PERTANYAAN
:
Apa hukum memakai cadar dan
jilbab ? [Ido
Al-Faqih].
JAWABAN
:
Aurat wanita di luar shalat
kepada laki-laki lain (ajnabi / ghoiru mahram) adalah seluruh badan kecuali
wajah dan kedua telapak tangan ketika tidak kuwatir fitnah, tapi jika kuatir
akan fitnah maka haram melihat keduanya.
Secara mendasar seorang
wanita tidak diwajibkan menutui wajahnya melainkan bahwa hal itu menutupi wajah
hukumya sunnah bagi wanita dan merupakan maslahah umum agar tidak timbul fitnah
sdangkan bagi laki-laki tidak di perbolehkan mlhat perempuan secara
mutlaq.karena inilah kaum wanita wajib menutupi wajahya demi menutup jalan dari
perbuatan dosa kaum laki-laki dan agar terhindar dari unsur menolng dalam
kemaksiatan sebab mlhatya laki-laki lain kepada perempuan secara mutlaq. [
i'anatut tholibin 3/229, hasyiyah bujairimi 3/272 ].

• **CUPLIKAN DATA**

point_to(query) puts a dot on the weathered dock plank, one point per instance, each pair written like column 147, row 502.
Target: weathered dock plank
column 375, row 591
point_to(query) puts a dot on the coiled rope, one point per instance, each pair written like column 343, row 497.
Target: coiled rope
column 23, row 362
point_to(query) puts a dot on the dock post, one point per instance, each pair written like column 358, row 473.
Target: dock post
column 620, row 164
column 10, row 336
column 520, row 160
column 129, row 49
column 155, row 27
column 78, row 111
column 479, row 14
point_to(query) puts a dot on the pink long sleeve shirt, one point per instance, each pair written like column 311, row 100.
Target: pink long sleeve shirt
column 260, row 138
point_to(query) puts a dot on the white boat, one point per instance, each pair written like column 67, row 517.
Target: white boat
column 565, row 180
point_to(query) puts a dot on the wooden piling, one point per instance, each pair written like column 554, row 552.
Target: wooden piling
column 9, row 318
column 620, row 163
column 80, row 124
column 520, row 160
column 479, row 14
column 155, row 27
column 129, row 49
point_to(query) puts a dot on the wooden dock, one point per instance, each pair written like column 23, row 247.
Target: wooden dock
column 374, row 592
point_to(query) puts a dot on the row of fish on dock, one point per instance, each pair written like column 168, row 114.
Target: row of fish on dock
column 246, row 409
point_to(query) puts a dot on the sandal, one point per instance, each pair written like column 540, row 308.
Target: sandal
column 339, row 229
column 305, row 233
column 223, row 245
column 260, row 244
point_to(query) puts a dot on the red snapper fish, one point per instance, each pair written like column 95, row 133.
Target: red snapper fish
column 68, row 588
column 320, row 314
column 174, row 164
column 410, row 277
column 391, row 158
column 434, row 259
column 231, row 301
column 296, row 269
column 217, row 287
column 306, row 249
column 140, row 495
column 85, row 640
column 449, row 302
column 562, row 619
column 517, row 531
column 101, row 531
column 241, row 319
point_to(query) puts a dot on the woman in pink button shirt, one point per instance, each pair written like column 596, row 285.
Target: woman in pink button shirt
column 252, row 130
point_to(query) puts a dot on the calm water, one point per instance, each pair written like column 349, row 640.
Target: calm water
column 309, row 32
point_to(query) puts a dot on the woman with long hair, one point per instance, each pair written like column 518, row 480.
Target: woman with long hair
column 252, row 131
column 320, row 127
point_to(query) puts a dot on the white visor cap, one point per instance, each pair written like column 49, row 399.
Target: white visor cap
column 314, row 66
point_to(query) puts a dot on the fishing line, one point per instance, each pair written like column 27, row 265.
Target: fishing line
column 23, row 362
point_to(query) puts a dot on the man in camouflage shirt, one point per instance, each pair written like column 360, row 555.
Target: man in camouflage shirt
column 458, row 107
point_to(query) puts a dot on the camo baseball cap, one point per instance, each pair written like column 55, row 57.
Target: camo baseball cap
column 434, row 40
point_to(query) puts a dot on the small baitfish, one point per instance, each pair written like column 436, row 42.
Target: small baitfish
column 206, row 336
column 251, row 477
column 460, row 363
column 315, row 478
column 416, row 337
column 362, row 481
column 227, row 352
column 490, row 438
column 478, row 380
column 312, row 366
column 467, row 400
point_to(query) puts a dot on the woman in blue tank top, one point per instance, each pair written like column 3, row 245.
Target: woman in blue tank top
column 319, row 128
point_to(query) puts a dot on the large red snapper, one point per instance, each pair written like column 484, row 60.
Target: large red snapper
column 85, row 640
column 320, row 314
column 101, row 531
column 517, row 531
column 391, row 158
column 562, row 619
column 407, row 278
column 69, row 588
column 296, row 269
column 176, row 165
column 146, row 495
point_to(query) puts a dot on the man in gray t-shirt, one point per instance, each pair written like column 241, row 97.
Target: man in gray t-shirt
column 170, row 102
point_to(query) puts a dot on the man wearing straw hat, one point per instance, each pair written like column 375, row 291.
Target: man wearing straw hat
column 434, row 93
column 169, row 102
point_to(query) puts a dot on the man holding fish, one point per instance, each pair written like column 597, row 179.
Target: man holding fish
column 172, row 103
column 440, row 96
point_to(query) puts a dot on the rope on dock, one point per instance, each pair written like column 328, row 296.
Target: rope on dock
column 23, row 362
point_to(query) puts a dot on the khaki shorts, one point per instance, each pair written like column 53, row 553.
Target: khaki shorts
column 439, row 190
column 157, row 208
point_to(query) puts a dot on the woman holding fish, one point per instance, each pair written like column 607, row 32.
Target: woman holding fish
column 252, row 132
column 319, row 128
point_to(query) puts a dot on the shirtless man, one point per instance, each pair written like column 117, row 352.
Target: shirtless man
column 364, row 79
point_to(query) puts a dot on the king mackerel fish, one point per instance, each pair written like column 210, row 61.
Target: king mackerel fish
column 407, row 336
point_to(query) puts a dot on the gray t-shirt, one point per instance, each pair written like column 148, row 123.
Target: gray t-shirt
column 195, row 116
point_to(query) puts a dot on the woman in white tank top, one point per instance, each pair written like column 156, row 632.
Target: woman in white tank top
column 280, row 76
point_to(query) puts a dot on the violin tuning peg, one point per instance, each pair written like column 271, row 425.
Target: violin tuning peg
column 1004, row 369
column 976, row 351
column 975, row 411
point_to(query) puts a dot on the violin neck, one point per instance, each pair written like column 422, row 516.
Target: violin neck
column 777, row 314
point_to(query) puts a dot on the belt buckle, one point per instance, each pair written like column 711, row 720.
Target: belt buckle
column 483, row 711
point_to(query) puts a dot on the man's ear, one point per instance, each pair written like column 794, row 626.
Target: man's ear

• **DESKRIPSI TUGAS**
Tuliskan kembali tanpa perubahan bagian teks tentang hukum memakai cadar dan jilbab di atas, mulai dari kata-kata yang memuat "Secara mendasar seorang" sampai dengan "bujairimi 3/272 ].".

• **KELUARAN YANG DIHARAPKAN**
Secara mendasar seorang
wanita tidak diwajibkan menutui wajahnya melainkan bahwa hal itu menutupi wajah
hukumya sunnah bagi wanita dan merupakan maslahah umum agar tidak timbul fitnah
sdangkan bagi laki-laki tidak di perbolehkan mlhat perempuan secara
mutlaq.karena inilah kaum wanita wajib menutupi wajahya demi menutup jalan dari
perbuatan dosa kaum laki-laki dan agar terhindar dari unsur menolng dalam
kemaksiatan sebab mlhatya laki-laki lain kepada perempuan secara mutlaq. [
i'anatut tholibin 3/229, hasyiyah bujairimi 3/272 ].